RECORDS SUPPLIED:
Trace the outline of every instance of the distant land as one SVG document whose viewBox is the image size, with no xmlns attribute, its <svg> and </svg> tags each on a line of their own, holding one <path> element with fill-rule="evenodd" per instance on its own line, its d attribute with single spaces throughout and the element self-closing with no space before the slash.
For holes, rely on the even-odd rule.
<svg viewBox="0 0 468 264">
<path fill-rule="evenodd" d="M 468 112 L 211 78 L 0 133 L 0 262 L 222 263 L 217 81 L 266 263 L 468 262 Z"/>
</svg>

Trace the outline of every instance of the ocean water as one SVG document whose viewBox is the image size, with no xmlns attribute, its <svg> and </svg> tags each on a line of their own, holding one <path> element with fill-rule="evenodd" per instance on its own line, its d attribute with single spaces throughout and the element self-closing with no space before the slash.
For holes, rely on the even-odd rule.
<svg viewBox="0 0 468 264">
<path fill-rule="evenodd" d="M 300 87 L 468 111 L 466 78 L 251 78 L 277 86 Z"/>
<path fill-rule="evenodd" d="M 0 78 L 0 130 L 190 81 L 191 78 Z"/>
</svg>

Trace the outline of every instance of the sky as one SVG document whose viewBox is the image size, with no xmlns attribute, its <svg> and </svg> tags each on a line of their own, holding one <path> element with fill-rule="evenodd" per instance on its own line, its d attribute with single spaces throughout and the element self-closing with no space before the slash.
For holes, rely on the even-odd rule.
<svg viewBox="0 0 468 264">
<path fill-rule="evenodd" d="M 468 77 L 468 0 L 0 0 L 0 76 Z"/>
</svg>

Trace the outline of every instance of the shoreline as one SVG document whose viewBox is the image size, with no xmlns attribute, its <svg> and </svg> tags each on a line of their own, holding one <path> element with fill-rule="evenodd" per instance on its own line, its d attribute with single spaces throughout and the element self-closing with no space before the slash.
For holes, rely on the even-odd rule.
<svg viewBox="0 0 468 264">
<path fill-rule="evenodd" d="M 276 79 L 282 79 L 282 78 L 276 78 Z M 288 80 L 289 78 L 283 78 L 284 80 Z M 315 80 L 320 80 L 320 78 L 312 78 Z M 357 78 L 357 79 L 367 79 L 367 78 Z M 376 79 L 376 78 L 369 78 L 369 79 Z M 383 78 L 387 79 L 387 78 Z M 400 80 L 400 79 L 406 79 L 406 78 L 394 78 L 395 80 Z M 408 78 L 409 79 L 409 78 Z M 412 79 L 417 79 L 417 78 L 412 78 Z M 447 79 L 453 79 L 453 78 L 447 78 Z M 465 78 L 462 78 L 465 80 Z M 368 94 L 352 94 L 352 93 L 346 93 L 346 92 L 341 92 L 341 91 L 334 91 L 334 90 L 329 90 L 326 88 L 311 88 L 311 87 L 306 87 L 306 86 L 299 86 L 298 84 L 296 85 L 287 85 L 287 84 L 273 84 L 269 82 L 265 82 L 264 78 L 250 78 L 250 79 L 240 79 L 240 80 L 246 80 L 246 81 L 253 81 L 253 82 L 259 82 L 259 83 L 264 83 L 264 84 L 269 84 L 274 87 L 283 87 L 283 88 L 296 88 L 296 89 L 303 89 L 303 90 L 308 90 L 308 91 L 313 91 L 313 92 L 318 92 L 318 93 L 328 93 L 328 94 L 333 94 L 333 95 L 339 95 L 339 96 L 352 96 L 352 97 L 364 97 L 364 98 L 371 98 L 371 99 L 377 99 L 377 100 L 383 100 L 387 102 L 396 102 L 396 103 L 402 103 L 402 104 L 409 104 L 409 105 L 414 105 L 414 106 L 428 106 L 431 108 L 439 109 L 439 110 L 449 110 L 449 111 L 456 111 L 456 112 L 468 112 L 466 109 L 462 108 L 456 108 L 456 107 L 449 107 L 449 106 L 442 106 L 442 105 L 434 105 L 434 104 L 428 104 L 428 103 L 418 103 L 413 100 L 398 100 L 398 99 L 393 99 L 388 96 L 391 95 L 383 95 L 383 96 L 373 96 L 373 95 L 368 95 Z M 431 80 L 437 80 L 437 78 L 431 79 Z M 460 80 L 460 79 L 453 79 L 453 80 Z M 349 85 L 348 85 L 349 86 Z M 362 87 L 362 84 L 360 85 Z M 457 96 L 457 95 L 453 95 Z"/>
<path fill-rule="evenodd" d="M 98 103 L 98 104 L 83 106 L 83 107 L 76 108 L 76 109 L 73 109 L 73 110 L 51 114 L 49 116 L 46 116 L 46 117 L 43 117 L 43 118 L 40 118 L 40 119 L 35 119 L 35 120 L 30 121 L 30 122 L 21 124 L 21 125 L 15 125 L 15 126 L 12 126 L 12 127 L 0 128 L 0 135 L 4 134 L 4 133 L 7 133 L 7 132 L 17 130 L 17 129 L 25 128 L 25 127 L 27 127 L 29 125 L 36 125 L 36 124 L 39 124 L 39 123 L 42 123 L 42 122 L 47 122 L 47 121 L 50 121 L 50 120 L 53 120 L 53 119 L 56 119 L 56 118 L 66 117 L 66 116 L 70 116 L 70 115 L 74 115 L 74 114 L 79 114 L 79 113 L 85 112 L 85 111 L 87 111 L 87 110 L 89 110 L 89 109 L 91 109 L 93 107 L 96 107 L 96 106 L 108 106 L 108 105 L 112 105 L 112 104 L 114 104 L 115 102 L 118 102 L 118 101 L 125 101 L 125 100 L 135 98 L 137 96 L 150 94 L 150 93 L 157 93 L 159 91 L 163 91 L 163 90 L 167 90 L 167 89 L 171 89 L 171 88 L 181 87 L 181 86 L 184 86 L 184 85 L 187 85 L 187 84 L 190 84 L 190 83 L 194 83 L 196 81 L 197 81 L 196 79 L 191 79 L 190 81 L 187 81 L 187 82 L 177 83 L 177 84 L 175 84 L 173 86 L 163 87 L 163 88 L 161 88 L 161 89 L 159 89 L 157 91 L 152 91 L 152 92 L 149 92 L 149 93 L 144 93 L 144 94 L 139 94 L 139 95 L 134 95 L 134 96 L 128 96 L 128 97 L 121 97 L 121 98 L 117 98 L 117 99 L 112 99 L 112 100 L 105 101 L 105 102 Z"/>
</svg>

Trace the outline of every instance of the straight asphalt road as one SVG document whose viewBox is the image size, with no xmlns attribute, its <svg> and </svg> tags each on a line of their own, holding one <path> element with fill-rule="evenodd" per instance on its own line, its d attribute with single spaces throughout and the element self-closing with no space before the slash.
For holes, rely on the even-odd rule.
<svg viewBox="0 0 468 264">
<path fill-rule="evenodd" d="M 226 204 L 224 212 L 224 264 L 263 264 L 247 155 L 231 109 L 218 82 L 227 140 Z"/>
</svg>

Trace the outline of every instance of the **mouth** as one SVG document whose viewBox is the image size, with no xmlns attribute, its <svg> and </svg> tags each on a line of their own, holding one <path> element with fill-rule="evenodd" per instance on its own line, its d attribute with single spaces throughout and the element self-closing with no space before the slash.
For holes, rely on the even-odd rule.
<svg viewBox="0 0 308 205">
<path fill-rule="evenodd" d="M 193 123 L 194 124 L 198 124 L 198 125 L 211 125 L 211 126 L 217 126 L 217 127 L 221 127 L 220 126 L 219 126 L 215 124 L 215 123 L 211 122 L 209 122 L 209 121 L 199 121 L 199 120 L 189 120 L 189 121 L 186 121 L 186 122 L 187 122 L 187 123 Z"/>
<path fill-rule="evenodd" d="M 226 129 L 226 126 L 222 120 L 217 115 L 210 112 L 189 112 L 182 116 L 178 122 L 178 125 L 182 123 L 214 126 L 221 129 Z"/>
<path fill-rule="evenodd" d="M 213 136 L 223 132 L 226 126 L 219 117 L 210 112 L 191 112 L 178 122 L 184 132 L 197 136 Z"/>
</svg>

TASK:
Render every line of the rows above as one continuous numbered list, leaving out the blank lines.

IN RESPONSE:
1. Trace the outline of every instance of the distant land as one SVG document whose viewBox is the image size, with no xmlns attribute, its <svg> and </svg> tags each on a line of their own, holding one <path> element with fill-rule="evenodd" per instance on its own line, its d attribute with single spaces throughout and the element self-closing with no space before the slash.
2. For holes, rely on the even-odd rule.
3. <svg viewBox="0 0 468 264">
4. <path fill-rule="evenodd" d="M 468 112 L 211 78 L 0 133 L 0 262 L 222 263 L 217 81 L 266 263 L 468 262 Z"/>
5. </svg>
6. Trace the outline of every instance of the ocean water as one SVG document whose viewBox is the image size, with no xmlns attribute, its <svg> and </svg> tags each on a line of their own, holding one <path> element with fill-rule="evenodd" per instance on its own line, its d attribute with single spaces throughout and the element self-closing with no space before the slash.
7. For holes, rely on the even-odd rule.
8. <svg viewBox="0 0 468 264">
9. <path fill-rule="evenodd" d="M 300 87 L 468 111 L 466 78 L 251 78 L 277 86 Z"/>
10. <path fill-rule="evenodd" d="M 0 78 L 0 130 L 190 81 L 191 78 Z"/>
11. </svg>
12. Trace the outline of every instance of the sky as one SVG document whose viewBox is the image size, with no xmlns attribute, its <svg> and </svg> tags each on a line of their own, holding one <path> element with fill-rule="evenodd" per instance on its own line, its d attribute with single spaces throughout and the element self-closing with no space before the slash.
13. For holes, rely on the even-odd rule.
14. <svg viewBox="0 0 468 264">
15. <path fill-rule="evenodd" d="M 468 77 L 468 0 L 0 0 L 0 76 Z"/>
16. </svg>
17. Trace the outline of every instance of the shoreline as one SVG document whose viewBox is the image size, with no xmlns attribute, its <svg> and </svg> tags each on a line of their own, holding one <path> element with fill-rule="evenodd" per instance on its own line, its d attribute with single spaces throughout and the element self-closing with no space before the slash.
18. For holes, rely on the even-odd rule.
19. <svg viewBox="0 0 468 264">
20. <path fill-rule="evenodd" d="M 276 79 L 282 79 L 282 78 L 276 78 Z M 288 80 L 289 78 L 283 78 L 284 80 Z M 315 80 L 320 80 L 320 78 L 312 78 Z M 357 78 L 357 79 L 367 79 L 367 78 Z M 376 79 L 376 78 L 369 78 L 369 79 Z M 383 78 L 387 79 L 387 78 Z M 400 80 L 400 79 L 406 79 L 406 78 L 394 78 L 395 80 Z M 408 78 L 409 79 L 409 78 Z M 412 79 L 417 79 L 417 78 L 412 78 Z M 447 79 L 453 79 L 453 78 L 447 78 Z M 465 78 L 462 78 L 465 80 Z M 368 94 L 352 94 L 352 93 L 346 93 L 346 92 L 341 92 L 341 91 L 334 91 L 334 90 L 329 90 L 326 88 L 311 88 L 311 87 L 306 87 L 306 86 L 299 86 L 298 84 L 296 85 L 287 85 L 287 84 L 273 84 L 269 82 L 265 82 L 264 78 L 250 78 L 250 79 L 240 79 L 240 80 L 246 80 L 246 81 L 253 81 L 253 82 L 259 82 L 259 83 L 264 83 L 264 84 L 269 84 L 274 87 L 283 87 L 283 88 L 296 88 L 296 89 L 303 89 L 303 90 L 308 90 L 308 91 L 313 91 L 313 92 L 318 92 L 318 93 L 328 93 L 328 94 L 333 94 L 333 95 L 339 95 L 339 96 L 352 96 L 352 97 L 364 97 L 364 98 L 371 98 L 371 99 L 377 99 L 377 100 L 383 100 L 387 102 L 396 102 L 396 103 L 402 103 L 402 104 L 409 104 L 409 105 L 414 105 L 414 106 L 428 106 L 431 108 L 439 109 L 439 110 L 449 110 L 449 111 L 456 111 L 456 112 L 468 112 L 466 109 L 462 108 L 456 108 L 456 107 L 449 107 L 449 106 L 442 106 L 442 105 L 434 105 L 434 104 L 428 104 L 428 103 L 418 103 L 413 100 L 398 100 L 398 99 L 393 99 L 388 96 L 391 95 L 383 95 L 383 96 L 373 96 L 373 95 L 368 95 Z M 431 80 L 437 80 L 437 78 L 431 79 Z M 460 80 L 460 79 L 453 79 L 453 80 Z M 349 85 L 348 85 L 349 86 Z M 362 87 L 362 84 L 360 85 Z M 457 96 L 457 95 L 453 95 Z"/>
21. <path fill-rule="evenodd" d="M 98 103 L 98 104 L 83 106 L 83 107 L 76 108 L 76 109 L 73 109 L 73 110 L 51 114 L 49 116 L 46 116 L 46 117 L 43 117 L 43 118 L 40 118 L 40 119 L 35 119 L 35 120 L 30 121 L 30 122 L 21 124 L 21 125 L 15 125 L 15 126 L 12 126 L 12 127 L 0 128 L 0 135 L 4 134 L 4 133 L 7 133 L 7 132 L 17 130 L 17 129 L 25 128 L 25 127 L 27 127 L 29 125 L 36 125 L 36 124 L 39 124 L 39 123 L 42 123 L 42 122 L 47 122 L 47 121 L 50 121 L 50 120 L 53 120 L 53 119 L 56 119 L 56 118 L 66 117 L 66 116 L 70 116 L 70 115 L 74 115 L 74 114 L 79 114 L 79 113 L 85 112 L 85 111 L 87 111 L 87 110 L 89 110 L 89 109 L 91 109 L 93 107 L 96 107 L 96 106 L 108 106 L 108 105 L 112 105 L 112 104 L 114 104 L 115 102 L 118 102 L 118 101 L 125 101 L 125 100 L 135 98 L 137 96 L 150 94 L 150 93 L 157 93 L 159 91 L 163 91 L 163 90 L 167 90 L 167 89 L 171 89 L 171 88 L 181 87 L 181 86 L 184 86 L 184 85 L 187 85 L 187 84 L 190 84 L 190 83 L 194 83 L 196 81 L 197 81 L 196 79 L 191 79 L 190 81 L 187 81 L 187 82 L 177 83 L 177 84 L 175 84 L 173 86 L 163 87 L 163 88 L 161 88 L 161 89 L 159 89 L 157 91 L 152 91 L 152 92 L 149 92 L 149 93 L 144 93 L 144 94 L 139 94 L 139 95 L 134 95 L 134 96 L 128 96 L 128 97 L 121 97 L 121 98 L 117 98 L 117 99 L 112 99 L 112 100 L 105 101 L 105 102 Z"/>
22. </svg>
23. Trace the outline of every instance of the straight asphalt road as one SVG document whose viewBox is the image size, with no xmlns attribute, its <svg> and </svg> tags each on a line of their own, holding one <path> element with fill-rule="evenodd" per instance on its own line, its d attribute with single spaces throughout and the element self-closing with no space before the slash.
24. For holes, rely on the even-odd rule.
25. <svg viewBox="0 0 468 264">
26. <path fill-rule="evenodd" d="M 226 204 L 224 212 L 224 264 L 263 264 L 247 155 L 231 109 L 218 82 L 227 140 Z"/>
27. </svg>
28. Trace the outline of every instance of the **mouth** as one SVG document whose viewBox is the image size, with no xmlns attribute, its <svg> and </svg> tags each on a line of their own, holding one <path> element with fill-rule="evenodd" per instance on its own line, its d attribute with single spaces throughout and the element self-closing with no space before the slash.
29. For holes, rely on the even-odd rule.
30. <svg viewBox="0 0 308 205">
31. <path fill-rule="evenodd" d="M 193 123 L 194 124 L 198 124 L 198 125 L 211 125 L 211 126 L 217 126 L 217 127 L 221 127 L 220 126 L 219 126 L 215 124 L 215 123 L 211 122 L 209 122 L 209 121 L 199 121 L 199 120 L 189 120 L 189 121 L 186 121 L 186 122 L 187 122 L 187 123 Z"/>
32. <path fill-rule="evenodd" d="M 226 129 L 226 126 L 222 120 L 217 115 L 210 112 L 189 112 L 182 116 L 178 122 L 178 125 L 182 123 L 214 126 L 221 129 Z"/>
33. <path fill-rule="evenodd" d="M 213 136 L 223 132 L 226 126 L 219 117 L 210 112 L 191 112 L 178 122 L 184 132 L 197 136 Z"/>
34. </svg>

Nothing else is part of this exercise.